== RECORDS PROVIDED ==
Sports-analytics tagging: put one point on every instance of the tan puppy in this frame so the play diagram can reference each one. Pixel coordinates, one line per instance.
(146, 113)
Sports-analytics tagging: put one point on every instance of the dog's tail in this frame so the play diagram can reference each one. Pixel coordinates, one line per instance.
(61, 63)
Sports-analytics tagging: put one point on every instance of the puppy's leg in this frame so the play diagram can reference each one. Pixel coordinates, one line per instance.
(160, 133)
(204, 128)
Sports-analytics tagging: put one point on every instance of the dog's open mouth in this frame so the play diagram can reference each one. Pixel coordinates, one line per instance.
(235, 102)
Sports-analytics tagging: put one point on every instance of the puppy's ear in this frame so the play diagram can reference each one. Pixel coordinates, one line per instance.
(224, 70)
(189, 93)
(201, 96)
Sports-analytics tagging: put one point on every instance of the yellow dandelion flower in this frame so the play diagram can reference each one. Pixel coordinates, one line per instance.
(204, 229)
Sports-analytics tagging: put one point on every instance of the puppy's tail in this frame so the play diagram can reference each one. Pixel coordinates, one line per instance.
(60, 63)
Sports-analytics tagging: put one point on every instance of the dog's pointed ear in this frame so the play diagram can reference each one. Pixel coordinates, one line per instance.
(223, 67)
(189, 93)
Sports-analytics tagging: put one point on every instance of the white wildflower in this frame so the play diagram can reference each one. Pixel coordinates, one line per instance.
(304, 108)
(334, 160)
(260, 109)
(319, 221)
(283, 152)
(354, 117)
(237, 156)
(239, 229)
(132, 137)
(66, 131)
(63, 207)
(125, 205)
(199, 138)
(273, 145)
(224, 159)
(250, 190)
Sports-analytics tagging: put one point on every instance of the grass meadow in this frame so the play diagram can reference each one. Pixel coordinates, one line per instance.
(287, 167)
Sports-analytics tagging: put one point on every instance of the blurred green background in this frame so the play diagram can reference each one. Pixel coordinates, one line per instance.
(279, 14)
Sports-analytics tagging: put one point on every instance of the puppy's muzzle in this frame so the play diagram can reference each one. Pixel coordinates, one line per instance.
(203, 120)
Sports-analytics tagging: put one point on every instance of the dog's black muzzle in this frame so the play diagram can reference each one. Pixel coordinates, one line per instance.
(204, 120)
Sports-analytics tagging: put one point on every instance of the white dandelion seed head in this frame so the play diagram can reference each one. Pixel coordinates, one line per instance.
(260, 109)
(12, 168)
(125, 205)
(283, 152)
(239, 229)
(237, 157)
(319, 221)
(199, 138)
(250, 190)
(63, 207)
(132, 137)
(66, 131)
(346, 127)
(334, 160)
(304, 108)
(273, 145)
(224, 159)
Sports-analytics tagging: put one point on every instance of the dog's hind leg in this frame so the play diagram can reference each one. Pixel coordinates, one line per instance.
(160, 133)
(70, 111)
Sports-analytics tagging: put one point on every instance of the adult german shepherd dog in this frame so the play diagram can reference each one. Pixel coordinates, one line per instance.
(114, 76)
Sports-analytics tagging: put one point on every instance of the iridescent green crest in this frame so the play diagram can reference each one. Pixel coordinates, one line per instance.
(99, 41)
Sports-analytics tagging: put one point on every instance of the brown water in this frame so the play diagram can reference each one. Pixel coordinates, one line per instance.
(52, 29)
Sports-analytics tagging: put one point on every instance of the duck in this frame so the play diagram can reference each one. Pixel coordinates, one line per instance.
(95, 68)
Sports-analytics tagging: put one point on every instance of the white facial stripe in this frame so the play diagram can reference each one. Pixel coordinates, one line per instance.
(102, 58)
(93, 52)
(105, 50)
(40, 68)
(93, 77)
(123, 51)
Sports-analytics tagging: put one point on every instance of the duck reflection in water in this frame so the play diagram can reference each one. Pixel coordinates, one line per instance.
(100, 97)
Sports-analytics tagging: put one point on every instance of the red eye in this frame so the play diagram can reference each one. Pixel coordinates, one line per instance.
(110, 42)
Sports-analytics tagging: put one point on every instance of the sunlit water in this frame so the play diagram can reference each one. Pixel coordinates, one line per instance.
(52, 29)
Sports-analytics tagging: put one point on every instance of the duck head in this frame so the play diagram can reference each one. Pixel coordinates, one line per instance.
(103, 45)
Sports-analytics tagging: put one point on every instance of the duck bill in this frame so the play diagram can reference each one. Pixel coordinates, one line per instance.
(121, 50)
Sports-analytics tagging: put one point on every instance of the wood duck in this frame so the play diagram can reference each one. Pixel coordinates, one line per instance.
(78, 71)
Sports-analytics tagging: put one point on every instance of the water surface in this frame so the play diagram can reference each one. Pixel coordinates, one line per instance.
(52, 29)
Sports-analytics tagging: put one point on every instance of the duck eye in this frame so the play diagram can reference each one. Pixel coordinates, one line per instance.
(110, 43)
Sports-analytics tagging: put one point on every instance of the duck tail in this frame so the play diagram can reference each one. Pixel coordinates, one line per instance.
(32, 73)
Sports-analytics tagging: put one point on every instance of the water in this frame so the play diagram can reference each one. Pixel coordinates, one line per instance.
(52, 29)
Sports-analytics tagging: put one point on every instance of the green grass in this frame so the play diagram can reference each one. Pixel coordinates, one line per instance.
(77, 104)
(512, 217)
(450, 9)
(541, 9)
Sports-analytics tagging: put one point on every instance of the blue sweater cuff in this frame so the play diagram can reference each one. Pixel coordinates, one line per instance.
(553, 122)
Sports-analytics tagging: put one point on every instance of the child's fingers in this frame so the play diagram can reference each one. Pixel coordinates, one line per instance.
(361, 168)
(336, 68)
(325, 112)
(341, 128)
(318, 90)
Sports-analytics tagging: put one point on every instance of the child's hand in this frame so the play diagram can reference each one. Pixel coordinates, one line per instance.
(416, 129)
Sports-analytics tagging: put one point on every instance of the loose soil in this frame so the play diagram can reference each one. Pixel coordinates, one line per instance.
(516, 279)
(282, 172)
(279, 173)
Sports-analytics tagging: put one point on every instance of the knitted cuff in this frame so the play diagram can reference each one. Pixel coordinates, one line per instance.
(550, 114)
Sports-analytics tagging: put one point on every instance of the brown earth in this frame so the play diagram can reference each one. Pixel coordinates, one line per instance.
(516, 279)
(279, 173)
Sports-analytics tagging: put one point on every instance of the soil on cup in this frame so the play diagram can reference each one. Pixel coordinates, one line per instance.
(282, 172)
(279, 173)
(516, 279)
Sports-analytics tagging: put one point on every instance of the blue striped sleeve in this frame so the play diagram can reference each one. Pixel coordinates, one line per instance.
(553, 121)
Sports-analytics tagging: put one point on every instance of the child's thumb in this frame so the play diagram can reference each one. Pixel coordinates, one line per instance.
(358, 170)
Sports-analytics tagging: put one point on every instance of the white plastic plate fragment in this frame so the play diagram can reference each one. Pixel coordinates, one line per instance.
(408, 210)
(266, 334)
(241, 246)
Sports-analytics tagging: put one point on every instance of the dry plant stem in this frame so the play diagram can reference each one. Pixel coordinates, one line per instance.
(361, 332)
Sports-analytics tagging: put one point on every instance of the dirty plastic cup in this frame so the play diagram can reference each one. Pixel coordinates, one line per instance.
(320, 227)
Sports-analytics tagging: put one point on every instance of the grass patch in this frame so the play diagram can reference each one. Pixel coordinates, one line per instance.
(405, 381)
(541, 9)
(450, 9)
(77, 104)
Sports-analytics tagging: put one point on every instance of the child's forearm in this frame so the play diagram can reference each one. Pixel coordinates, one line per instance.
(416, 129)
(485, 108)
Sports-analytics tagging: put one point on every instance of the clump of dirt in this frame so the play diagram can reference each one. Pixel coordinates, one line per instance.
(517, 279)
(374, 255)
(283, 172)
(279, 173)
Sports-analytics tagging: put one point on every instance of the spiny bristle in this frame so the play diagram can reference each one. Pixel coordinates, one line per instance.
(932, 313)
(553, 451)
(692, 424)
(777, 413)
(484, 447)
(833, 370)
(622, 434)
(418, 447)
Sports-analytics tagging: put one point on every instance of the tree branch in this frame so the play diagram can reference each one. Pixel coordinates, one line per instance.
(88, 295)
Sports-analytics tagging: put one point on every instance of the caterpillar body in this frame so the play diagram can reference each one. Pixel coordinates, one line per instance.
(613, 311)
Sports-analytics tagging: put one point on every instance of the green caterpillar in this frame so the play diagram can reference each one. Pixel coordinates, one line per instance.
===
TASK PROMPT: Give back exactly the lines running from the line containing "of the spiny" through the end of the material above, both included, and nothing beyond them.

RESULT:
Sports-analytics tagging: put one point on every instance of the spiny bristle in this frame so the play diagram can reference each one. Pixel coordinates, one line per instance.
(932, 313)
(553, 451)
(692, 424)
(777, 413)
(484, 447)
(833, 370)
(622, 434)
(418, 447)
Sports-analytics tagging: put one point on every instance of the tree branch in this frame so the play diagram can reference each one. Pixel coordinates, one line per instance.
(88, 295)
Sports-analytics tagging: put one point on every instance of the caterpillar body in this frame so the play diagram can reference each one. Pixel coordinates, one line per instance.
(613, 311)
Sports-analytics tagging: put one point on every instance of the green caterpillar in this frame so the play diagram can reference each one. Pixel coordinates, one line per instance.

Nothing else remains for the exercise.